Tarefa escrita A - Reproduza sem alterações todas as linhas da listagem de marcação de objetos em fotos, omitindo as imagens na resposta.

Trecho do texto -

<<<<

Só então esclarece que cavalgueiros e cavalgueiras não capotam por mera diversão, mas para conduzir tropas de gado de um lugar a outro, tendo que, às vezes, de laço em punho, sair no encalço de vacas ou bezerros desgarrados.

Por vezes, o relato do que a caçula programa para os dias vindouros lembra-me os causos contados por Blau Nunes, o vaqueano, narrador-personagem criado por Simões Lopes Neto, autor que levou nossos regionalismos ao conhecimento da literatura brasileira. Blau, já aos 88 anos, após passar a vida de um lado a outro do Rio Grande do Sul em “caprichoso zigue-zague”, orgulhava-se de ter troteado pelas coxilhas de Santana do Livramento, molhado as mãos no Rio Uruguai, enfrentado o medo nos rochedos do Caverá, subido aos extremos de Passo Fundo e caminhado nos cumes de Lagoa Vermelha.

Blau Nunes percorreu, no longínquo século 19 das peleias contra os castelhanos e da Guerra dos Farrapos, os caminhos que nossa Ágatha planeja refazer em seu futuro, também no lombo de um cavalo. Em resumo, a caçula almeja reviver o Rio Grande xucro das tropas e dos tropeiros, das imensidões sem cercas, das noites de fogo de chão, das capotadas e dos tiros de laço em campo aberto.

>>>>

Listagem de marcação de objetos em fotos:
<<<<

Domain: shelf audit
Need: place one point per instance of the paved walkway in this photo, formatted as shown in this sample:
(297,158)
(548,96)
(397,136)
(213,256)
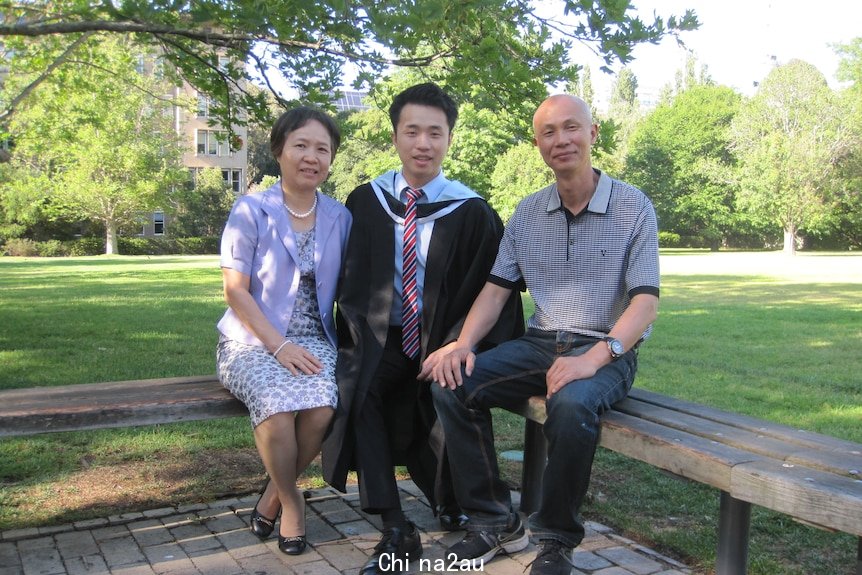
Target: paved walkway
(214,539)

>>>>

Tarefa escrita B - Transcreva literalmente a passagem do trecho que começa em "Por vezes, o" e termina em "de Lagoa Vermelha.".

Resposta comentada A -
Domain: shelf audit
Need: place one point per instance of the paved walkway in this photo, formatted as shown in this sample:
(297,158)
(548,96)
(397,136)
(213,256)
Target: paved walkway
(214,539)

Resposta comentada B -
Por vezes, o relato do que a caçula programa para os dias vindouros lembra-me os causos contados por Blau Nunes, o vaqueano, narrador-personagem criado por Simões Lopes Neto, autor que levou nossos regionalismos ao conhecimento da literatura brasileira. Blau, já aos 88 anos, após passar a vida de um lado a outro do Rio Grande do Sul em “caprichoso zigue-zague”, orgulhava-se de ter troteado pelas coxilhas de Santana do Livramento, molhado as mãos no Rio Uruguai, enfrentado o medo nos rochedos do Caverá, subido aos extremos de Passo Fundo e caminhado nos cumes de Lagoa Vermelha.